─── TEXT ───

After adding the print statement to r_random_forest_clf.py the following additional values were printed.

Running Random forest . . . 0 16519 Name: gene, dtype: int64 1

python3 `which 2020plus.py` --out-dir=result_compare classify      -f features_pancan.txt      -nd simulated_null_dist.txt
Version: 1.1.0
Command: /home/mallya/Documents/2020/2020plus-1.1.0/2020plus.py --out-dir=result_compare classify -f features_pancan.txt -nd simulated_null_dist.txt
Running Random forest . . .
0    16519
Name: gene, dtype: int64
1
****************************************
AN ERROR HAS OCCURRED: check the log file
****************************************
Type: <class 'KeyError'>
Exception: 1
Traceback:
   File "/home/mallya/Documents/2020/2020plus-1.1.0/2020plus.py", line 341, in <module>
    args.func()  # run function corresponding to user's command
  File "/home/mallya/Documents/2020/2020plus-1.1.0/2020plus.py", line 37, in _classify
    src.classify.python.classifier.main(opts)  # run code
  File "/home/mallya/Documents/2020/2020plus-1.1.0/src/classify/python/classifier.py", line 250, in main
    rrclf.kfold_validation()
  File "/home/mallya/Documents/2020/2020plus-1.1.0/src/classify/python/generic_classifier.py", line 212, in kfold_validation
    self.y.iloc[train_ix].copy())
  File "/home/mallya/Documents/2020/2020plus-1.1.0/src/classify/python/r_random_forest_clf.py", line 104, in fit
    label_counts[self.onco_num],
  File "/usr/lib64/python3.3/site-packages/pandas/core/series.py", line 601, in __getitem__
    result = self.index.get_value(self, key)
  File "/usr/lib64/python3.3/site-packages/pandas/indexes/base.py", line 2169, in get_value
    tz=getattr(series.dtype, 'tz', None))
  File "pandas/index.pyx", line 105, in pandas.index.IndexEngine.get_value (pandas/index.c:3342)
  File "pandas/index.pyx", line 113, in pandas.index.IndexEngine.get_value (pandas/index.c:3045)
  File "pandas/index.pyx", line 161, in pandas.index.IndexEngine.get_loc (pandas/index.c:4028)
  File "pandas/src/hashtable_class_helper.pxi", line 404, in pandas.hashtable.Int64HashTable.get_item (pandas/hashtable.c:8146)

─── MATERIAL SHOWN ───

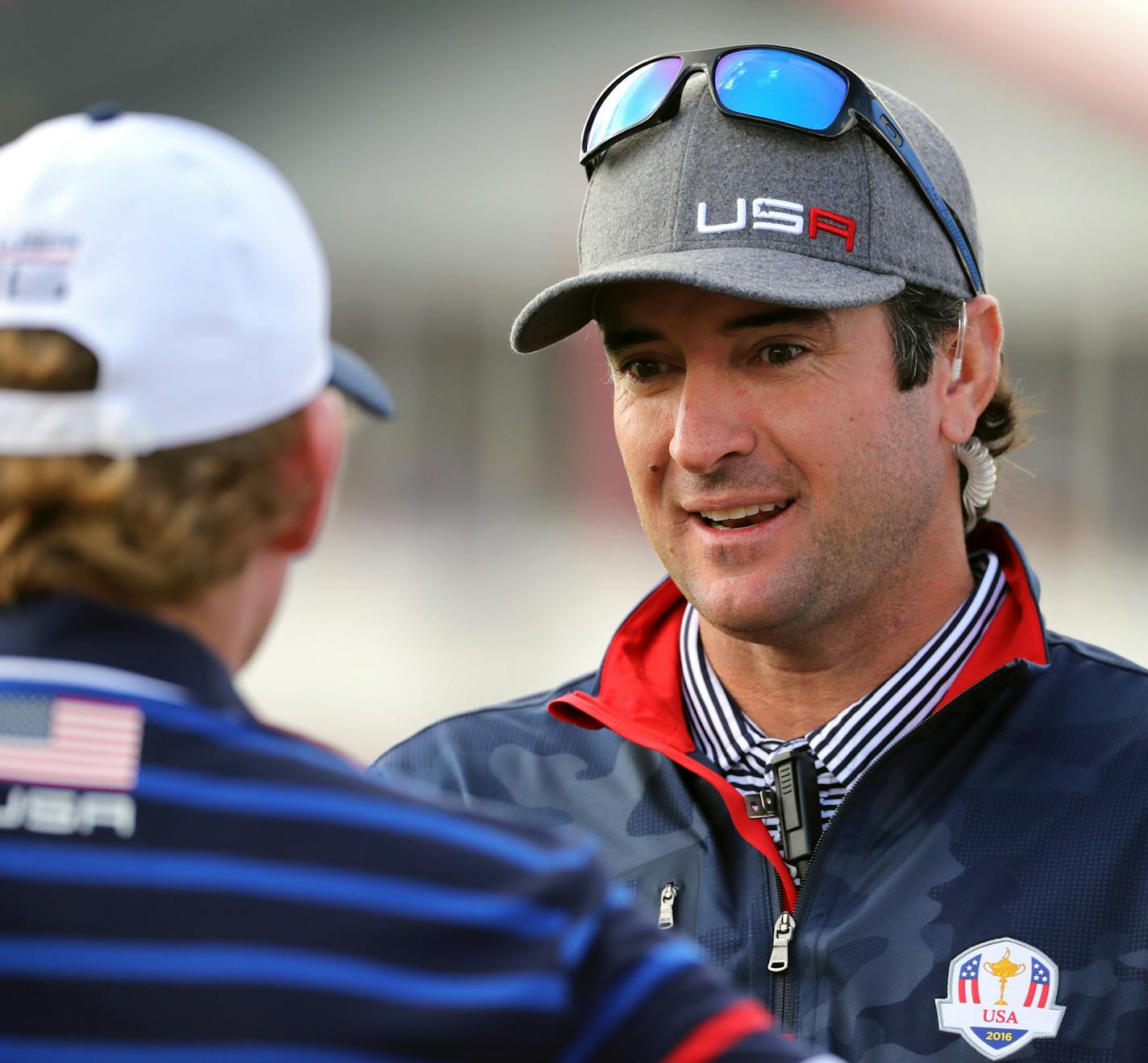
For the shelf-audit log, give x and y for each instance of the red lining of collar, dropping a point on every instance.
(641, 696)
(1017, 630)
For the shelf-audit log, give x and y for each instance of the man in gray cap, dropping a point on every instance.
(181, 882)
(837, 745)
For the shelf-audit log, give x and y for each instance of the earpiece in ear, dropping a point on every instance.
(961, 330)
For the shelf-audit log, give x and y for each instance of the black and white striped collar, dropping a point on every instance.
(850, 741)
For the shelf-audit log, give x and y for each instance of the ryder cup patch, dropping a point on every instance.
(1001, 994)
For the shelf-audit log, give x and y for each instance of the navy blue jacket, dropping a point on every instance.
(179, 882)
(1015, 814)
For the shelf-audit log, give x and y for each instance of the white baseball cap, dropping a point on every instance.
(185, 262)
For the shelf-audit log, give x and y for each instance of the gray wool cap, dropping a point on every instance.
(760, 213)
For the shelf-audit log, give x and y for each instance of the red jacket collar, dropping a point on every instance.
(641, 679)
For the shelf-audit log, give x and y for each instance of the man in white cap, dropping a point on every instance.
(178, 881)
(836, 744)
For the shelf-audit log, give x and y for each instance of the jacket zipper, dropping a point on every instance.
(779, 957)
(666, 899)
(785, 925)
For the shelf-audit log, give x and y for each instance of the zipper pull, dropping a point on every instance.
(666, 906)
(783, 933)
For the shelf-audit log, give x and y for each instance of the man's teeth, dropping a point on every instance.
(738, 512)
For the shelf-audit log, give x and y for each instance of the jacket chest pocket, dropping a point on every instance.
(668, 890)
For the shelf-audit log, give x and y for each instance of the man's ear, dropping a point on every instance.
(964, 397)
(311, 468)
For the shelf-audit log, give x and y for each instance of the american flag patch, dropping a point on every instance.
(69, 741)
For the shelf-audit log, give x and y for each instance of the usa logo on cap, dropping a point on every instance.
(1001, 994)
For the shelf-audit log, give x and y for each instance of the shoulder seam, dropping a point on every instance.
(1098, 654)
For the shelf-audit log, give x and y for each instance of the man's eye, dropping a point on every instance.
(643, 368)
(780, 354)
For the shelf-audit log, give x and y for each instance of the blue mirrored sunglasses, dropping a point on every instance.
(775, 85)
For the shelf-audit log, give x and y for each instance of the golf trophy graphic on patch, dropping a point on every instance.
(1001, 994)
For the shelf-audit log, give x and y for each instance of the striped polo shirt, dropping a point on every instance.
(181, 883)
(844, 746)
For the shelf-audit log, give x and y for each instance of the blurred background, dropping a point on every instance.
(485, 544)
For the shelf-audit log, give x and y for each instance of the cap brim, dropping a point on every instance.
(767, 276)
(360, 383)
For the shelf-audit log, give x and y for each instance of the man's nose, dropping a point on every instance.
(709, 425)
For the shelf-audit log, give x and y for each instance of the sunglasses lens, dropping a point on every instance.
(634, 99)
(763, 83)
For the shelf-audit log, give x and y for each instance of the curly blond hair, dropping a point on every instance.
(152, 530)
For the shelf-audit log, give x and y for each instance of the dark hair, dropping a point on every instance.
(920, 319)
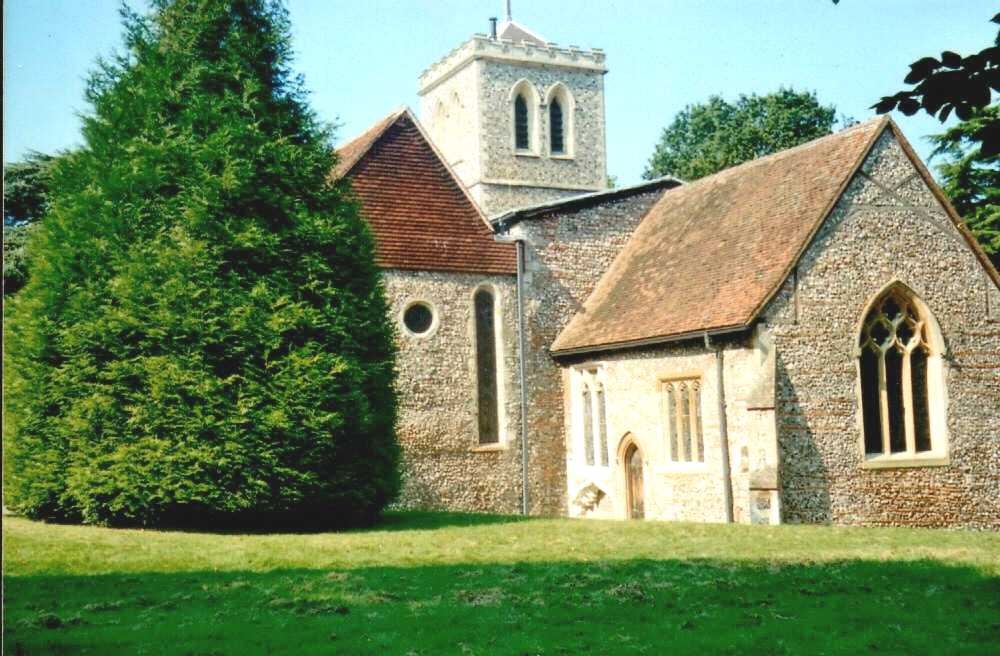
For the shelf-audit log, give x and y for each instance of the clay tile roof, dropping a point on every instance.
(517, 33)
(421, 215)
(708, 255)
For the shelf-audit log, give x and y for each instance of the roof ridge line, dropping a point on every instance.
(781, 154)
(538, 208)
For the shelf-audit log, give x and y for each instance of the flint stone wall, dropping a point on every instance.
(888, 226)
(565, 255)
(444, 467)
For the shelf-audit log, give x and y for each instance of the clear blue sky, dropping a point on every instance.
(361, 58)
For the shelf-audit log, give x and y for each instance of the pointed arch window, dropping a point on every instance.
(593, 416)
(682, 419)
(557, 143)
(900, 372)
(522, 124)
(488, 393)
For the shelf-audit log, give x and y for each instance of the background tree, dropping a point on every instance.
(204, 333)
(25, 198)
(970, 174)
(964, 85)
(972, 179)
(714, 135)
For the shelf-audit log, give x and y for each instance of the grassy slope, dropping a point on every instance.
(439, 583)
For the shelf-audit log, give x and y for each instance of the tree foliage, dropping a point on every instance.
(954, 83)
(972, 179)
(714, 135)
(15, 256)
(204, 334)
(25, 199)
(25, 188)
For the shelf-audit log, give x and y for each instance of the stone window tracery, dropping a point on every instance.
(593, 433)
(682, 419)
(899, 368)
(561, 109)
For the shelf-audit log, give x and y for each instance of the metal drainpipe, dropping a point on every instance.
(727, 481)
(520, 372)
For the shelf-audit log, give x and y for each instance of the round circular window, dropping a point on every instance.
(418, 318)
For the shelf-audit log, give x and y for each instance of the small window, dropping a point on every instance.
(418, 318)
(522, 133)
(682, 420)
(602, 425)
(556, 142)
(593, 414)
(486, 367)
(588, 425)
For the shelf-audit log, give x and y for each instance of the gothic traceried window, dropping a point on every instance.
(894, 365)
(682, 420)
(556, 141)
(593, 432)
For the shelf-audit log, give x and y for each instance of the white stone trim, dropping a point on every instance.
(482, 47)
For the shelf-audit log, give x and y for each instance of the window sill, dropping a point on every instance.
(905, 461)
(488, 448)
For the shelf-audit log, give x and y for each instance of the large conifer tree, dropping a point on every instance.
(204, 334)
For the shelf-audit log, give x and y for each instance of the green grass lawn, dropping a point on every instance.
(436, 583)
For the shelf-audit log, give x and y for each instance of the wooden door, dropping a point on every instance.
(633, 476)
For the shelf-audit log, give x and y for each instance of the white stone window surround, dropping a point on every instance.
(435, 318)
(937, 393)
(560, 92)
(694, 463)
(527, 90)
(588, 381)
(503, 434)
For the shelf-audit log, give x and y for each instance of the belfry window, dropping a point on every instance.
(898, 364)
(557, 144)
(682, 419)
(522, 127)
(486, 367)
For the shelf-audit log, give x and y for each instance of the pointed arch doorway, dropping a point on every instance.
(633, 482)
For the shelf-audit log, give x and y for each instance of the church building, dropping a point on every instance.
(812, 336)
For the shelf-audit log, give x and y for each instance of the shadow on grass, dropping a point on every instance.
(413, 520)
(409, 520)
(624, 607)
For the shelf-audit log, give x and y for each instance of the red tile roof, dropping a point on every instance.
(421, 215)
(712, 253)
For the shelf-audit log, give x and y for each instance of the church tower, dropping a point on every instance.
(519, 119)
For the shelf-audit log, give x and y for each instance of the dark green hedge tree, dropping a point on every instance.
(25, 199)
(204, 336)
(707, 137)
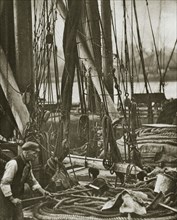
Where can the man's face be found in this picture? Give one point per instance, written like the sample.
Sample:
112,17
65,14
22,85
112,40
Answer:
31,155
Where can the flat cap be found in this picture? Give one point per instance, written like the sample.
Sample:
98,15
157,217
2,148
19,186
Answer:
31,146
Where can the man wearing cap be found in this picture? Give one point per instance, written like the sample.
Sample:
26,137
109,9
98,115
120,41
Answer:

───

> EXERCISE AIM
Pick up the 2020plus traceback post after its last line and carry it forward.

> TASK RESULT
  File "pandas/src/hashtable_class_helper.pxi", line 410, in pandas.hashtable.Int64HashTable.get_item (pandas/hashtable.c:8090)
ctokheim commented 7 years ago

I ran your exact versions of python packages on python 3.5.2. Didn't get an error. I got the following when adding those print statements:

Running Random forest . . . 0 16407 2 63 1 47 Name: gene, dtype: int64 1

Did you happen to change the training list of oncogenes and tumor suppressor genes (data/gene_lists/oncogenes.txt and data/gene_lists/tsgs.txt in the source code)? 0 here is passenger genes, 1 is the label for oncogenes, and 2 is the label for tumor suppressors.

pradyumnasagar commented 7 years ago

I think I have changed data/gene_lists/oncogenes.txt and data/gene_lists/tsgs.txt files. I have restored them and checking it now. Suppose if I need to run 2020plus for my data do I need to keep same training list oncogenes.txt and tsgs.txt ?

pradyumnasagar commented 7 years ago

Output generated without plots.

[mallya@localhost pancan_example]$ python3 `which 2020plus.py` --out-dir=result_compare classify      -f features_pancan.txt      -nd simulated_null_dist.txt
Version: 1.1.0
Command: /home/mallya/Documents/2020/2020plus-1.1.0/2020plus.py --out-dir=result_compare classify -f features_pancan.txt -nd simulated_null_dist.txt
Running Random forest . . .
/home/mallya/Documents/2020/2020plus-1.1.0/src/utils/python/p_value.py:132: VisibleDeprecationWarning: using a non-integer number instead of an integer will result in an error in the future
  pval_adj = np.zeros(n)
Random forest significance test: 65 (39 novel) oncogenes, 109 (66 novel) tsg
FINISHED SUCCESSFULLY!
ctokheim commented 7 years ago

The two lists were established by cancer experts in the field. You don't need to modify the oncogenes.txt and tsgs.txt for your own data. Editing these were only meant for advanced users who are familiar with both machine learning and what cancer experts consider bona finde cancer driver genes. 20/20+ learns features that are signatures of oncogenes and tumor suppressor genes, so that it can predict whether a new mutated gene discovered in your data significantly looks like an oncogene or tumor suppressor gene.

In terms of plots, did you install matplotlib? It's an optional dependency.